### Exercise instructions
Extend the forum thread about favorite string quartets, starting right after its last sentence.

### Text to read
......
# Summer of the String Quartet



## itywltmt (May 29, 2011)

Hi gang! I plan a series of blog posts in July and August on String Quartets and I wanted to get some suggestions. Let's make this a poll of your favorites in the following categories:

1 - Favorite String Quartet, period
2 - Favorite "Spanish" string quartet - from a Spanish composer of of Spanish inspiration
3 - Favorite "French" string quartet - from a french composer of of french inspiration
4 - Favorite Mozart string quartet
5 - Favorite Austrian string quartet
6 - Favorite "Italian" string quartet - - from an Italian composer of of Italian inspiration

Pls make sure we can find complete performances "in the open" on the internet.

The floor is yours!


----------



## Olias (Nov 18, 2010)

1 - Dvorak SQ #12 (aka the "American")
2 - I need to think about that one
3 - Debussy (he only wrote one)
4 - SQ #14 (K387)
5 - If Beethoven counts as Austrian (Holy Roman Empire) then Op 18 #4. It he doesn't then Haydn Op 33 #2 (aka the "Joke")
6 - not familiar enough with Italian SQ to give a good answer


----------



## Nix (Feb 20, 2010)

1. Beethoven: String Quartet in C# minor Op. 131 
2. I'm not sure if I'm familiar with any 
3. Debussy: String Quartet
4. Not familiar enough to make a judgement 
5. Excluding my No. 1... Schubert: String Quartet #15
6. Not familiar with any. 

I'm curious about your questioning... why no mention of Slavic, Russian, or even English or American quartets? All of those have contributed more to the genre then the Spanish or Italian.


----------



## Trout (Apr 11, 2011)

1. Shostakovich No. 8
2. Haven't heard any
3. Ravel: String Quartet
4. Mozart No. 19
5. Beethoven No. 14
6. Verdi: String Quartet

I agree with Nix, there are especially a lot of great Russian string quartets.


----------



## tdc (Jan 17, 2011)

1) Ravel: String Quartet
2) I dunno
3) Ravel : String Quartet
4) Not sure
5) Schubert #14
6) Don't know


----------



## jurianbai (Nov 23, 2008)

best poLL so far... 



itywltmt said:


> 1 - Favorite String Quartet, period
> 2 - Favorite "Spanish" string quartet - from a Spanish composer of of Spanish inspiration
> 3 - Favorite "French" string quartet - from a french composer of of french inspiration
> 4 - Favorite Mozart string quartet
> ...


1. Schubert Death and Maiden
2. also haven't heard much, but I think Boccherini and Arriaga can go in, but can't remember exactly
3. Debussy
4. No.17 The Hunt in Bb
5. Mendelssohn no.4 in Em
6. Verdi's

if you can change no.2 to RUSSIAN it will be perfect. also Fav Beethoven as well.


----------



## itywltmt (May 29, 2011)

Nix said:


> I'm curious about your questioning... why no mention of Slavic, Russian, or even English or American quartets? All of those have contributed more to the genre then the Spanish or Italian.


Good Question

I don't want to give away my entire "blog plan" for July and August, but I can say thjis much: I will have a parallel series of podcasts on my Blogspot blog starting July 15 on the theme of "holidays", and I will be making some montages about the countries I mentioned.
......
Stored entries
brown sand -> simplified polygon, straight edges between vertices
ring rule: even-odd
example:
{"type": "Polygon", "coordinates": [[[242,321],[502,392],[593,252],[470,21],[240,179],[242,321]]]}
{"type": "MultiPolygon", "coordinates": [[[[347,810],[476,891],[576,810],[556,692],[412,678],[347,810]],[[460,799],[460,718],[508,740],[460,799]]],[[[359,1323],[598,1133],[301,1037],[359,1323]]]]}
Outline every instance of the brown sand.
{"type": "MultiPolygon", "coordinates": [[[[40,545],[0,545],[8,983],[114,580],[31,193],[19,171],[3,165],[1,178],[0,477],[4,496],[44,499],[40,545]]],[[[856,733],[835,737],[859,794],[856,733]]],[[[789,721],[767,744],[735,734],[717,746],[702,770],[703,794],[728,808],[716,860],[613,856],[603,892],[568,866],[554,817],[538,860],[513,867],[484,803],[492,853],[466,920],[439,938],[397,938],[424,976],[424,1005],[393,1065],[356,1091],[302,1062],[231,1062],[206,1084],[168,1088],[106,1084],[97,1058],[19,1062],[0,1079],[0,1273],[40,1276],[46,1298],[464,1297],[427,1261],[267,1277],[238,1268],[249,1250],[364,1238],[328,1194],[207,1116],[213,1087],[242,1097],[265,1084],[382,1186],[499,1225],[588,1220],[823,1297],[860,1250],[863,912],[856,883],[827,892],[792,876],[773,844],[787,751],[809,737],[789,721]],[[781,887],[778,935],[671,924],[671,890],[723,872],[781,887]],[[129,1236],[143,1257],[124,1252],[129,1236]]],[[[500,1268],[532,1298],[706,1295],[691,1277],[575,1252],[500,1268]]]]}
......
### Reply
----------



## itywltmt (May 29, 2011)

jurianbai said:


> best poLL so far...
> 
> 1. Schubert Death and Maiden
> 2. also haven't heard much, but I think Boccherini and Arriaga can go in, but can't remember exactly
> ...


Boccherini's "Guitar quintets" wouldn't fit the narrow definition of "String Quartet" I had in mind. If I broadened the topic to "string chamber works", then that would work, and Tchaikovsky's "Souvenir de Florence" would also fit under Italy. I might have to think about that...

BTW: If you like the Hunt quartet, check out my Father's Day montage:
http://itywltmt.blogspot.com/2011/06/montage-10-fathers-day.html

with a complete performance of the Hunt and the Trout quintet.


----------



## jurianbai (Nov 23, 2008)

While Fandago can surely fit into Spanish influenced chamber work, what I had in mind on Boccherini string quartet with Spanish fell is this: String Quartet in G La Tiranna G223 Op.44 no.4. Here a blog with complete CD recomendation: http://silentstring.blogspot.com/2010/03/ala-contra-bass.html


----------



## haydnfan (Apr 13, 2011)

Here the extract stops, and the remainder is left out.